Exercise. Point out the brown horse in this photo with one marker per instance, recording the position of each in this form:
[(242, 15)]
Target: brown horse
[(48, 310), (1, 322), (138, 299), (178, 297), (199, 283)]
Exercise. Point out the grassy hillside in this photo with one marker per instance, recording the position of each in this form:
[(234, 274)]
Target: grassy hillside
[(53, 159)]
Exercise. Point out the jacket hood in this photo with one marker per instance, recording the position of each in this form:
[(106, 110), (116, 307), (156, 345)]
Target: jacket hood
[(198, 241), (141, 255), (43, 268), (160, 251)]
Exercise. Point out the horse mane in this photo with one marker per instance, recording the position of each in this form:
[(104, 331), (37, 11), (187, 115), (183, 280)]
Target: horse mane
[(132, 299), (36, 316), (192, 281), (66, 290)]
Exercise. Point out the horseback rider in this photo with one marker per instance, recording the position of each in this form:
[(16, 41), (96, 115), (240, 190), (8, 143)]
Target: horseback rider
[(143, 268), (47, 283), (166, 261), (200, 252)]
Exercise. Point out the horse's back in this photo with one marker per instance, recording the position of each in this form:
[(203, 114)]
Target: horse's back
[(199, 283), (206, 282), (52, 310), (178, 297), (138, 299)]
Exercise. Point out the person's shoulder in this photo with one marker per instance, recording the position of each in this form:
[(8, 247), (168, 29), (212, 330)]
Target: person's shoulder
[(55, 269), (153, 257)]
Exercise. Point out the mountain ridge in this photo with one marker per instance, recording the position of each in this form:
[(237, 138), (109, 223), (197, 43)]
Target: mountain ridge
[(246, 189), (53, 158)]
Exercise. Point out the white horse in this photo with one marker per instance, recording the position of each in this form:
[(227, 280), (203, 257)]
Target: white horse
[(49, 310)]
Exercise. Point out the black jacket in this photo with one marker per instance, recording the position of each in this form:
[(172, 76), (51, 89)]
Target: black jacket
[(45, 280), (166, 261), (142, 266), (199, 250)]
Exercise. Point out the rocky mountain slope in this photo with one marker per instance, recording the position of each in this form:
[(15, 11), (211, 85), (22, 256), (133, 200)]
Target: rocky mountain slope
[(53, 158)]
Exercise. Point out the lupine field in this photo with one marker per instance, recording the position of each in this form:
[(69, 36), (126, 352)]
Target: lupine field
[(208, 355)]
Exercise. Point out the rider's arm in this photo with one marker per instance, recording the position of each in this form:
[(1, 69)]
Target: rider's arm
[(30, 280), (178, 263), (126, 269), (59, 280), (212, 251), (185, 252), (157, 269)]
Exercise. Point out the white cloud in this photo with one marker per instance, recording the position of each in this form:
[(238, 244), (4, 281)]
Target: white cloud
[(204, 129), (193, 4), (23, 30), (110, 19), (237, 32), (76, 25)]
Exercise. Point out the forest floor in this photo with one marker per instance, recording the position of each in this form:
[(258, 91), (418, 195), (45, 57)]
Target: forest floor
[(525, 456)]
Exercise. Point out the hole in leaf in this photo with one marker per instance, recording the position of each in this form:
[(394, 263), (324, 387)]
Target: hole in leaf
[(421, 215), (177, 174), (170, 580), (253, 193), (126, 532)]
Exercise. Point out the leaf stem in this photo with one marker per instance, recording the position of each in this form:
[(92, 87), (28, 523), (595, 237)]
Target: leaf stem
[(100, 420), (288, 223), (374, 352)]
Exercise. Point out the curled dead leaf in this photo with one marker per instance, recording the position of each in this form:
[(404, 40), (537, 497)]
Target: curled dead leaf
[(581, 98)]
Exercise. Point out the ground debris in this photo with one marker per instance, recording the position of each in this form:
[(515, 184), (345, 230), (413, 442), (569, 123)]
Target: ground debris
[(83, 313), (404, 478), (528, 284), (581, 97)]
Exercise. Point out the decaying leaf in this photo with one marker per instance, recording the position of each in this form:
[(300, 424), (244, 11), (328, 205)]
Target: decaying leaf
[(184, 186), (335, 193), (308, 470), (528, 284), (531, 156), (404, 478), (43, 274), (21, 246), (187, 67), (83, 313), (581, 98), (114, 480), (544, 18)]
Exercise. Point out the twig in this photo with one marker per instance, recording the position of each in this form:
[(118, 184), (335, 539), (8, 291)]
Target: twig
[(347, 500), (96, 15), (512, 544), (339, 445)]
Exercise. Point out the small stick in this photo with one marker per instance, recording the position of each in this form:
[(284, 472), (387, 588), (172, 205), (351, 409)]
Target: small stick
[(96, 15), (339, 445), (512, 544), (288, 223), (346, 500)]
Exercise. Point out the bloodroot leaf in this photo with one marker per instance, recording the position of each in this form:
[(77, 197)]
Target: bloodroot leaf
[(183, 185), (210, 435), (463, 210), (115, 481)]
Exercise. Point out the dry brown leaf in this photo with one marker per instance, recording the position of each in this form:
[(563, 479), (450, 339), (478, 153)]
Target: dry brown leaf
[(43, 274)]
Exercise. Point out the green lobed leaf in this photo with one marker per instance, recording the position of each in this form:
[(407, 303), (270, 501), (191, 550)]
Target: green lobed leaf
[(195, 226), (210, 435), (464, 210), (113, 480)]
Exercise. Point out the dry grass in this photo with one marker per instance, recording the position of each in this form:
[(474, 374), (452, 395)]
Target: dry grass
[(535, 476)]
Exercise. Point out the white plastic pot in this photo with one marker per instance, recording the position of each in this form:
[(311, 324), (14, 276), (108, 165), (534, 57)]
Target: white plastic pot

→ Task statement: The result consists of the line with "Exercise. Point out the dry brown" through the last line of the entries above, repeated exactly and with nothing else.

→ Reply:
Exercise. Point out the dry brown leaf in this photo with one marker per instance, recording the position of each in this form:
[(563, 479), (450, 339), (478, 153)]
Target: dry brown leaf
[(43, 274)]
Exercise. Point out the green lobed leaf in this photo with one marker per instance, recording the position of each in this form:
[(407, 303), (270, 501), (191, 550)]
Target: green lobed leaf
[(195, 226), (210, 435), (464, 210), (113, 480)]
Exercise. Point out the dry grass in this photo with one marker per instance, recording the position of each in this form:
[(474, 374), (452, 395)]
Target: dry grass
[(535, 476)]
Exercise. Point out the white plastic pot in this photo with one marker per instance, recording the position of each in this form:
[(311, 324), (14, 276), (108, 165), (534, 57)]
Target: white plastic pot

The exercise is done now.